* Start Data section *

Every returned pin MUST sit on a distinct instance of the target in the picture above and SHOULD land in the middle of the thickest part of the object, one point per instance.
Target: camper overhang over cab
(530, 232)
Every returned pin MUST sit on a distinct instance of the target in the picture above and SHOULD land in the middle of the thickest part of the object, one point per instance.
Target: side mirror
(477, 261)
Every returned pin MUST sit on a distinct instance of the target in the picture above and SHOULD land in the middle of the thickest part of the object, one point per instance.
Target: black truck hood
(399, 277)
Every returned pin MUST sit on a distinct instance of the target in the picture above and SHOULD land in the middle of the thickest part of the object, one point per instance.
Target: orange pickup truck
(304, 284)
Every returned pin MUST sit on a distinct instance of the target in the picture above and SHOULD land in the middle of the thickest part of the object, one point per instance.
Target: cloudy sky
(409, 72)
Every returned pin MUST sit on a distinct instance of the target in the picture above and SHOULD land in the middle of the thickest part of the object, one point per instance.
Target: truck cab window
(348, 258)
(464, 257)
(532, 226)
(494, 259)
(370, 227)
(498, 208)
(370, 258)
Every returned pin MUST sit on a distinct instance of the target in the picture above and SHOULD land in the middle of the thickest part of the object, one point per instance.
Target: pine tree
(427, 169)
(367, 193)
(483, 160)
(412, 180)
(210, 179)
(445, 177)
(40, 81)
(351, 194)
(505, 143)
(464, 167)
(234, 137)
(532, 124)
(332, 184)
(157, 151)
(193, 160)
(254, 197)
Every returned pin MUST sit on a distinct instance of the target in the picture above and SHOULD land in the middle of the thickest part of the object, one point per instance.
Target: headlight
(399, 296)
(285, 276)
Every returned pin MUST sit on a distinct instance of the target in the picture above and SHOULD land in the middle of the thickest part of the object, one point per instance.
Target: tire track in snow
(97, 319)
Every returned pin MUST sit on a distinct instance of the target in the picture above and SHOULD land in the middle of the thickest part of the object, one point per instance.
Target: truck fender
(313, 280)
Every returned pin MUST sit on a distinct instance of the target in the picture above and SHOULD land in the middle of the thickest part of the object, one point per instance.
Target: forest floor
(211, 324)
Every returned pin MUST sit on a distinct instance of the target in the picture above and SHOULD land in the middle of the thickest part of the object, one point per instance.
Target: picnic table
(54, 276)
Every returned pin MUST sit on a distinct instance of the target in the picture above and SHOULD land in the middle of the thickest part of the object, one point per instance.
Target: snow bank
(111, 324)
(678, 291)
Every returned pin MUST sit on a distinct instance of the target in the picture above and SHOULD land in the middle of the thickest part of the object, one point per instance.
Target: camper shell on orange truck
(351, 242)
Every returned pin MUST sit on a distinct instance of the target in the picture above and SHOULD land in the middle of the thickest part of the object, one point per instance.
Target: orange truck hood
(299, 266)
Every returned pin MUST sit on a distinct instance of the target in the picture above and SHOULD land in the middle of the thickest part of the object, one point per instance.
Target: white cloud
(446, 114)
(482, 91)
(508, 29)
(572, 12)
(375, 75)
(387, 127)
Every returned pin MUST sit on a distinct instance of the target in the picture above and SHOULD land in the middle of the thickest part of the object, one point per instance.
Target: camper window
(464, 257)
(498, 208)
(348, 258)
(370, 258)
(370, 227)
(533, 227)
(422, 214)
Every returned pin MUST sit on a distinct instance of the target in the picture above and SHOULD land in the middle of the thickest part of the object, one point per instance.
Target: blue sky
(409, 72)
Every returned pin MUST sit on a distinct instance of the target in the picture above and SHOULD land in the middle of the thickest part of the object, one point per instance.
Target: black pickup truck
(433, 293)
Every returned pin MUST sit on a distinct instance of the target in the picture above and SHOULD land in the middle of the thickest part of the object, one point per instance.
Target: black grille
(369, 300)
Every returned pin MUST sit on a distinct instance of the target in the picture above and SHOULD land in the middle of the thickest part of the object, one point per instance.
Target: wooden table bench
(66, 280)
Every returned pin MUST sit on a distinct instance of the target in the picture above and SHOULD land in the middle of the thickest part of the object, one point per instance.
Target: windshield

* End Data section *

Repeat the records above exactly as they appear.

Written solution:
Every returned pin MUST sit on a distinct instance of the target in the picture above and SHOULD land in the middle of the thickest part of the object, one point per instance.
Target: camper overhang over cab
(530, 232)
Every returned pin MUST sit on a distinct instance of the target in the picture above and SHOULD land in the middle of the thickest part of the object, one point per instance.
Target: side mirror
(477, 261)
Every returned pin MUST sit on a distinct instance of the target in the picture above and SHOULD land in the middle of the thickest part of the object, one point per instance.
Target: black truck hood
(399, 277)
Every returned pin MUST sit on a distinct instance of the target in the picture above and SHOULD land in the middle of the thickest part of the object, one point per instance.
Target: orange pickup truck
(304, 284)
Every returned pin MUST sit on a distinct instance of the target in the picture above and SHOULD land in the middle of the thickest part of the object, one point per instance.
Target: cloudy sky
(409, 72)
Every returned pin MUST sit on a distinct instance of the target in the picture above and SHOULD land in the middle of the thickest part of the object, one point per instance.
Target: truck cab window
(348, 258)
(464, 257)
(532, 226)
(494, 259)
(370, 227)
(498, 208)
(370, 258)
Every returned pin MUST sit on a distinct instance of the target in the picture above and SHOULD land in the middle of the thickest part of the object, one point per instance.
Target: pine tree
(427, 169)
(367, 193)
(483, 160)
(412, 180)
(210, 179)
(445, 177)
(40, 81)
(351, 194)
(505, 143)
(464, 167)
(234, 137)
(532, 124)
(332, 184)
(157, 151)
(193, 160)
(254, 197)
Every returned pin MUST sit on a distinct instance of the target in the picture above and SHOULD land in the middle of the thickest part of the object, one point per instance.
Target: headlight
(399, 296)
(285, 276)
Every returned pin MUST sit on a distinct instance of the target in the picture above and SHOULD land in the middle of the thickest part of the object, one point per instance.
Target: tire track in snow
(97, 319)
Every returned pin MUST sit on a distinct instance of the target in the picture above and SHOULD land in the middle of the thickest part of the object, one point per instance.
Target: truck fender
(313, 280)
Every returned pin MUST sit on a distinct instance of the target in the picture above and SHOULD land in the middle of the thickest part of the object, one point per instance.
Target: forest floor
(211, 324)
Every returned pin MUST sit on a distinct instance of the target in the picture above and SHOULD land in the middle of the thickest part of the object, one point per instance.
Target: picnic table
(54, 276)
Every returned pin MUST sit on a distinct instance of the target in the picture above and SHOULD land in the middle of the thickest part of the object, one point per instance.
Target: snow bank
(111, 324)
(678, 291)
Every returned pin MUST sit on a distinct instance of the target in the picture above and SHOULD land in the middle of the thickest part of the object, one point per instance.
Target: camper shell on orange truck
(351, 242)
Every returned pin MUST sit on a distinct instance of the target in the picture above and SHOULD land in the middle of the thickest part of the object, one point per instance.
Target: orange truck hood
(299, 266)
Every returned pin MUST sit on a distinct instance of the target in the picture above and SHOULD land in the middle of the thickest part of the object, one point per instance.
Target: white cloud
(446, 114)
(482, 91)
(508, 29)
(572, 12)
(375, 75)
(387, 127)
Every returned pin MUST sit on a distinct instance of the target in the picture above and SHOULD land in the middle of the thickest part of the object, one point per instance.
Target: camper window
(464, 257)
(498, 208)
(348, 258)
(370, 258)
(370, 227)
(533, 227)
(422, 214)
Every returned pin MUST sit on a distinct instance of the target in the picture above and SHOULD land in the middle of the thickest part of the object, one point per instance.
Target: blue sky
(409, 72)
Every returned pin MUST sit on a distinct instance of the target in the picture above and SHOULD land in the middle of the thickest part of the object, one point per instance.
Target: black pickup truck
(433, 293)
Every returned pin MUST sit on a distinct instance of the target in the picture above and SHOULD land in the middle of the thickest part of the object, one point per instance.
Target: black grille
(369, 300)
Every returned pin MUST sit on a distinct instance of the target in the picture above and SHOULD land in the middle of the thickest part of the object, one point per instance.
Target: wooden table bench
(66, 280)
Every returned pin MUST sit on a distinct instance of the target in the picture above and SHOULD land in the middle of the thickest part of the object, one point per instance.
Target: windshield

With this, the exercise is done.